**TASK DIRECTIONS:**
In the news report below on delayed pay at Mayo Hospital, condense the paragraph beginning "Routinely, healthcare providers" into a single shorter sentence that keeps its main facts.

**QUOTED PASSAGE:**
Doctors, nurses on COVID-19 duty face salary delay at Lahore’s Mayo Hospital

By
Benazir Shah
A female doctor, tending to coronavirus patients at the hospital, said that the delay in salaries has now become routine -- File photo

Doctors and nurses, many of whom are treating COVID-19 patients at the state-run Mayo Hospital in Lahore, face a delay in salaries for the second time this year, since the coronavirus outbreak in Pakistan.

Routinely, healthcare providers, working in the coronavirus ward of Mayo Hospital, and the intensive care unit (ICU), would promptly receive their salaries on the first of every month. However, pays for the month of June have yet to be credited to the medics’ accounts.

The staff faced a similar delay of one month when receiving their May payments.

A young doctor, working in the ICU, who asked not to be named, told Geo.tv that the administration has not provided a clear reason for the holdup.

“The excuses keep changing,” he said, over the phone, “sometimes the excuse is that the medical superintendent has not signed the cheques. At another time, they said we [the doctors] have to sign an affidavit before we are paid. I have no other source of income to run my house.”

A female doctor, tending to coronavirus patients at the hospital, said that the delay in salaries has now become routine and healthcare workers are hoping to be paid before the upcoming Eid holidays.

“Why put doctors through this torture of visiting the administration office every day,” she said, asking not to be named, “The medical staff is already working under a lot of pressure during the pandemic, this [the delay] just makes our job even more stressful.”

Other doctors who spoke to Geo.tv said a group of doctors and nurses have formed a Whatsapp group and are in talks to organize a protest against the hospital staff to ensure this does not happen again next month.

However, Mohammad Nadeem, a staff officer in the accounts department of the hospital, insisted that the pays of 157 healthcare workers were late due to clerical holdups.

“Four to five people need to sign a cheque before it is disbursed,” he said, “which is why there has been delays. The salaries will be paid by tomorrow or day after.”

**MATERIAL SHOWN:**
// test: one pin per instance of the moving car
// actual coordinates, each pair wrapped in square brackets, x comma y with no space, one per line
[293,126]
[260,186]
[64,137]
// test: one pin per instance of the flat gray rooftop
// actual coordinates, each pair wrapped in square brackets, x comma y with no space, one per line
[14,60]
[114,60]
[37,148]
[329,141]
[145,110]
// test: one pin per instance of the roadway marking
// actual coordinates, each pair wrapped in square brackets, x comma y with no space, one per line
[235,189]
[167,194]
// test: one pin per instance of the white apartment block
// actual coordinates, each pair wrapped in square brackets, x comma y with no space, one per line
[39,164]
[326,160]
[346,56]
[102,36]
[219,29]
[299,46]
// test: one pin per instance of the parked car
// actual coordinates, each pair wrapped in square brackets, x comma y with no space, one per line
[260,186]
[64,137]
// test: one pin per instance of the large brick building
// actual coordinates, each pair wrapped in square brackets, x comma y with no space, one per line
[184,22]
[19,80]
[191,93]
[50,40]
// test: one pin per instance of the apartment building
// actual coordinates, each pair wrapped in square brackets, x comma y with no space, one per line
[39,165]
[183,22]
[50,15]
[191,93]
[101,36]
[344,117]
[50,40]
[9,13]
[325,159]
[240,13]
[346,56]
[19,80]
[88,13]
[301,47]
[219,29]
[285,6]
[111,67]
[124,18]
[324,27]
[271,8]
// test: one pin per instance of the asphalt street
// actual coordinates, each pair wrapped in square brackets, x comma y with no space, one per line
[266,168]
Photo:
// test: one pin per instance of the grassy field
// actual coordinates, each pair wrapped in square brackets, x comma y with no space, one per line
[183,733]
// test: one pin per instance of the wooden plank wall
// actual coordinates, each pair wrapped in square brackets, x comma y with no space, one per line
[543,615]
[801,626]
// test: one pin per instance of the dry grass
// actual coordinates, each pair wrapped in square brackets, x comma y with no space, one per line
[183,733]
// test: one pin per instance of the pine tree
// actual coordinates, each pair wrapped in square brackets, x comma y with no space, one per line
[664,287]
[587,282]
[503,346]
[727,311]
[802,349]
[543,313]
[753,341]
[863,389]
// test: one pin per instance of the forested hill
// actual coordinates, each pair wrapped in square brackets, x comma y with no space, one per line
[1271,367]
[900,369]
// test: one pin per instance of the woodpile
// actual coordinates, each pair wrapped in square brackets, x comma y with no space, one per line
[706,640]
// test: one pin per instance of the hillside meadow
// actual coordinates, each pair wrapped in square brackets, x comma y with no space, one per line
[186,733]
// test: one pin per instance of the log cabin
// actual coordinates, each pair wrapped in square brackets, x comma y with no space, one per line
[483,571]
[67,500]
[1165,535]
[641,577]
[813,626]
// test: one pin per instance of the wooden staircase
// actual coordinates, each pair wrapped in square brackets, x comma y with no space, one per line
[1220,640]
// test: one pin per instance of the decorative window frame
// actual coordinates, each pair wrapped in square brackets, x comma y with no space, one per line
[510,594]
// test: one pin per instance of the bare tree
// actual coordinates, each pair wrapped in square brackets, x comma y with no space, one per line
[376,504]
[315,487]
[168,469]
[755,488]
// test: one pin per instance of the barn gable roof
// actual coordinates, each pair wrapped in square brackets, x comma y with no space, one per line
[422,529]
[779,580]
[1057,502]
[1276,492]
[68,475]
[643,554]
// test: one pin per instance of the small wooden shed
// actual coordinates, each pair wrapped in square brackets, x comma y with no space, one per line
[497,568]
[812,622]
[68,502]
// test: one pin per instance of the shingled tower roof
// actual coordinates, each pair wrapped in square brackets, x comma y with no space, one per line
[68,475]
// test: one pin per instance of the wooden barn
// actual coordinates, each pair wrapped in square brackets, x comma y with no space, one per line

**PROBLEM SOLUTION:**
Healthcare providers in Mayo Hospital's coronavirus ward and ICU normally receive their salaries promptly on the first of each month, but their June pay has not yet been credited to their accounts.